*OBJECTIVE*:
Copy the data below with every "Value" replaced by "Entry" and nothing else altered.

*ROWS*:
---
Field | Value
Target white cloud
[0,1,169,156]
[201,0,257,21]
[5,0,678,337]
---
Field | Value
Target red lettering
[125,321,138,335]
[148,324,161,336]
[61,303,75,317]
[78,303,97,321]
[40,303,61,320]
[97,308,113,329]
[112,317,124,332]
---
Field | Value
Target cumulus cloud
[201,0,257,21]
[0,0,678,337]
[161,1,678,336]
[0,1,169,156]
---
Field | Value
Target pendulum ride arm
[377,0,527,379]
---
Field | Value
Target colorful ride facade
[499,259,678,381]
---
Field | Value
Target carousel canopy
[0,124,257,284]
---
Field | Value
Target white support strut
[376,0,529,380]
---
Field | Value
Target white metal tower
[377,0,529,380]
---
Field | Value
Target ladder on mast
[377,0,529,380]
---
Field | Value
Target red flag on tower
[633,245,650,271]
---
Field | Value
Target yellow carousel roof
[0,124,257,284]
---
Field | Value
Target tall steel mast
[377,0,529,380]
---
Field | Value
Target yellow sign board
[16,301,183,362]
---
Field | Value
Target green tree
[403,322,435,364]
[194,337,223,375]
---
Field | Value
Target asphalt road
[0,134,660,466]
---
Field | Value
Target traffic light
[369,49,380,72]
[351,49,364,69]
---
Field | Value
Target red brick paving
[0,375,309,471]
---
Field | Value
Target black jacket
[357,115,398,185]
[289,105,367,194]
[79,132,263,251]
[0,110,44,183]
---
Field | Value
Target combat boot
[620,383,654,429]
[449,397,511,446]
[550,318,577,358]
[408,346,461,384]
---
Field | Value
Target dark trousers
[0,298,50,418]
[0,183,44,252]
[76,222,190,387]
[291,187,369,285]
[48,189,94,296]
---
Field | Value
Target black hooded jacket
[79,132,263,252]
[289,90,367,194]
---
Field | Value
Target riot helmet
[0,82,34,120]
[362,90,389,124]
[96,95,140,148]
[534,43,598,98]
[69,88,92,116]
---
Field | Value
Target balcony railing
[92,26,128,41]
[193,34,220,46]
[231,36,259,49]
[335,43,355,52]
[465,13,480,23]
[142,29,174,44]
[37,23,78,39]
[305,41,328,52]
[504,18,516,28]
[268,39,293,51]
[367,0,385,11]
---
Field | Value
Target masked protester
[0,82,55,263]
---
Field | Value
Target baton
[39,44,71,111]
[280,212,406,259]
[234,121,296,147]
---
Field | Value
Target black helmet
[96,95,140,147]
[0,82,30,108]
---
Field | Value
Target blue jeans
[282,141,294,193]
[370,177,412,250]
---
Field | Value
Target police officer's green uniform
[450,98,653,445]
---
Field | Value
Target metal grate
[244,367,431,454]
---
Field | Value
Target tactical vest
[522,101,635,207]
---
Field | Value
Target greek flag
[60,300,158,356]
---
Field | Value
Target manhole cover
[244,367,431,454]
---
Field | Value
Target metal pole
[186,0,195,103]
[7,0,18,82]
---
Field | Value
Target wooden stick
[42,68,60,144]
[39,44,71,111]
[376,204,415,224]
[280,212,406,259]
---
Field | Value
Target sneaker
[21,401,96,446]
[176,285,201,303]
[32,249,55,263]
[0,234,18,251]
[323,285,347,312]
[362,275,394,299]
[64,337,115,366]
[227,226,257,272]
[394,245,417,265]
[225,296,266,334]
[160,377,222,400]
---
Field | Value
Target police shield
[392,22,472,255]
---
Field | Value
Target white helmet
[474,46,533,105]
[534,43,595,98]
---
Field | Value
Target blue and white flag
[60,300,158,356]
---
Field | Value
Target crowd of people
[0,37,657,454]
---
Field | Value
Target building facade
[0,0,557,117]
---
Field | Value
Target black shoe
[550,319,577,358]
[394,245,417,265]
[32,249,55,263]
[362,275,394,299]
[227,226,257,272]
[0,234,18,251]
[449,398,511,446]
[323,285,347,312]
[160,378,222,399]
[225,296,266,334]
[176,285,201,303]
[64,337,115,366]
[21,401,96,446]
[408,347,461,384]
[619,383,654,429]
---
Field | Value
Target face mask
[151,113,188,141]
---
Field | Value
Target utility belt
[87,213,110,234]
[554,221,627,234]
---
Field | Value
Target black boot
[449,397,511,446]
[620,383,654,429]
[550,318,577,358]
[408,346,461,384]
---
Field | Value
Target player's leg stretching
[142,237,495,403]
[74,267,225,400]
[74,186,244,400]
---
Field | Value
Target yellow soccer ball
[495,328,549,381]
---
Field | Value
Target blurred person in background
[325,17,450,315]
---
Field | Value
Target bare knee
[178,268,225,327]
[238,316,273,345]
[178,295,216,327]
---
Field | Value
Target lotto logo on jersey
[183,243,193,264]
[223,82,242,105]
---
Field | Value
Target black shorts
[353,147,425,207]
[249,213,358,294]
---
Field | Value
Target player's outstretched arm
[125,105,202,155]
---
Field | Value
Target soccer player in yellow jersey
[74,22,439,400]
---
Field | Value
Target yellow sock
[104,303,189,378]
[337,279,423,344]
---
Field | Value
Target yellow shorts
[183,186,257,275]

*SOLUTION TO THE EXERCISE*:
---
Field | Entry
Target white cloud
[0,1,169,156]
[201,0,257,21]
[5,0,678,337]
---
Field | Entry
Target red lettering
[125,321,138,335]
[148,324,161,336]
[61,303,75,317]
[78,303,97,321]
[40,303,61,320]
[97,308,113,329]
[112,317,124,332]
---
Field | Entry
Target cumulus cloud
[201,0,257,21]
[0,0,678,337]
[161,1,678,336]
[0,1,169,156]
---
Field | Entry
Target pendulum ride arm
[377,0,527,379]
---
Field | Entry
Target colorful ride facade
[499,259,678,381]
---
Field | Entry
Target carousel canopy
[0,124,257,284]
---
Field | Entry
Target white support strut
[376,0,529,380]
---
Field | Entry
Target white metal tower
[377,0,529,380]
---
Field | Entry
Target ladder on mast
[377,0,529,380]
---
Field | Entry
Target red flag on tower
[633,245,650,271]
---
Field | Entry
Target yellow carousel roof
[0,124,257,284]
---
Field | Entry
Target tall steel mast
[377,0,529,380]
---
Field | Entry
Target yellow sign board
[16,301,183,362]
---
Field | Entry
Target green tree
[403,322,435,364]
[194,337,223,375]
---
Field | Entry
Target asphalt road
[0,134,660,466]
---
Field | Entry
Target traffic light
[369,49,380,72]
[351,49,364,69]
---
Field | Entry
Target red brick paving
[0,375,309,471]
---
Field | Entry
Target black jacket
[357,115,398,185]
[289,105,367,194]
[79,132,263,251]
[0,110,44,183]
---
Field | Entry
Target combat boot
[620,383,654,429]
[449,397,511,446]
[550,318,577,358]
[408,346,461,384]
---
Field | Entry
Target dark trousers
[0,298,50,418]
[0,183,44,252]
[76,222,190,387]
[291,187,369,285]
[48,189,94,296]
---
Field | Entry
Target black hooded jacket
[79,132,263,252]
[289,90,367,194]
---
Field | Entry
Target riot helmet
[0,82,34,120]
[362,90,389,124]
[96,95,140,148]
[534,43,598,98]
[69,88,92,116]
---
Field | Entry
Target balcony railing
[92,26,128,41]
[193,34,220,46]
[231,36,259,49]
[335,43,355,52]
[465,13,480,23]
[142,29,174,44]
[37,23,78,39]
[305,41,328,52]
[504,18,516,28]
[268,39,293,51]
[367,0,385,11]
---
Field | Entry
Target masked protester
[0,82,55,263]
---
Field | Entry
Target baton
[39,44,71,111]
[280,212,406,259]
[234,121,296,147]
---
Field | Entry
Target black helmet
[96,95,140,147]
[0,82,30,108]
---
Field | Entry
Target blue jeans
[282,141,294,193]
[370,177,412,250]
---
Field | Entry
Target police officer's green uniform
[450,98,653,445]
---
Field | Entry
Target metal grate
[244,367,431,454]
---
Field | Entry
Target tactical vest
[522,101,635,207]
---
Field | Entry
Target greek flag
[60,300,158,356]
---
Field | Entry
Target manhole cover
[244,367,431,454]
---
Field | Entry
Target metal pole
[186,0,195,103]
[7,0,18,82]
---
Field | Entry
Target wooden stick
[42,68,60,144]
[39,44,71,111]
[376,204,415,224]
[280,212,406,259]
---
Field | Entry
Target sneaker
[21,401,96,446]
[176,285,201,303]
[32,249,55,263]
[0,234,18,251]
[323,285,347,312]
[362,275,394,299]
[64,337,115,366]
[227,226,257,272]
[394,245,417,265]
[225,296,266,334]
[160,377,222,400]
---
Field | Entry
Target police shield
[392,22,472,255]
---
Field | Entry
Target white helmet
[474,46,533,105]
[534,43,595,98]
---
Field | Entry
Target blue and white flag
[60,300,158,356]
---
Field | Entry
Target crowd of people
[0,37,657,454]
---
Field | Entry
Target building facade
[0,0,557,117]
---
Field | Entry
Target black shoe
[550,319,577,358]
[394,245,417,265]
[32,249,55,263]
[362,275,394,299]
[227,226,257,272]
[0,234,18,251]
[449,398,511,446]
[323,285,347,312]
[160,378,222,399]
[225,296,266,334]
[176,285,201,303]
[64,337,115,366]
[21,401,96,446]
[408,347,461,384]
[619,383,654,429]
---
Field | Entry
Target face mask
[151,113,188,141]
---
Field | Entry
Target utility belt
[87,213,110,234]
[554,221,627,234]
---
Field | Entry
Target black boot
[449,397,511,446]
[620,383,654,429]
[550,318,577,358]
[408,346,461,384]
---
Field | Entry
Target player's leg stretching
[142,237,495,403]
[74,267,225,400]
[74,186,244,400]
---
Field | Entry
Target yellow soccer ball
[495,328,549,381]
---
Field | Entry
Target blurred person in background
[325,17,450,315]
---
Field | Entry
Target bare knee
[178,268,225,327]
[238,316,273,345]
[178,295,216,327]
---
Field | Entry
Target lotto logo on jersey
[183,243,193,264]
[223,82,242,105]
---
Field | Entry
Target black shorts
[353,147,425,207]
[249,213,358,294]
---
Field | Entry
Target player's outstretched arm
[125,105,202,155]
---
Field | Entry
Target soccer player in yellow jersey
[74,22,439,400]
---
Field | Entry
Target yellow sock
[104,303,189,378]
[337,279,423,344]
---
Field | Entry
Target yellow shorts
[183,186,257,275]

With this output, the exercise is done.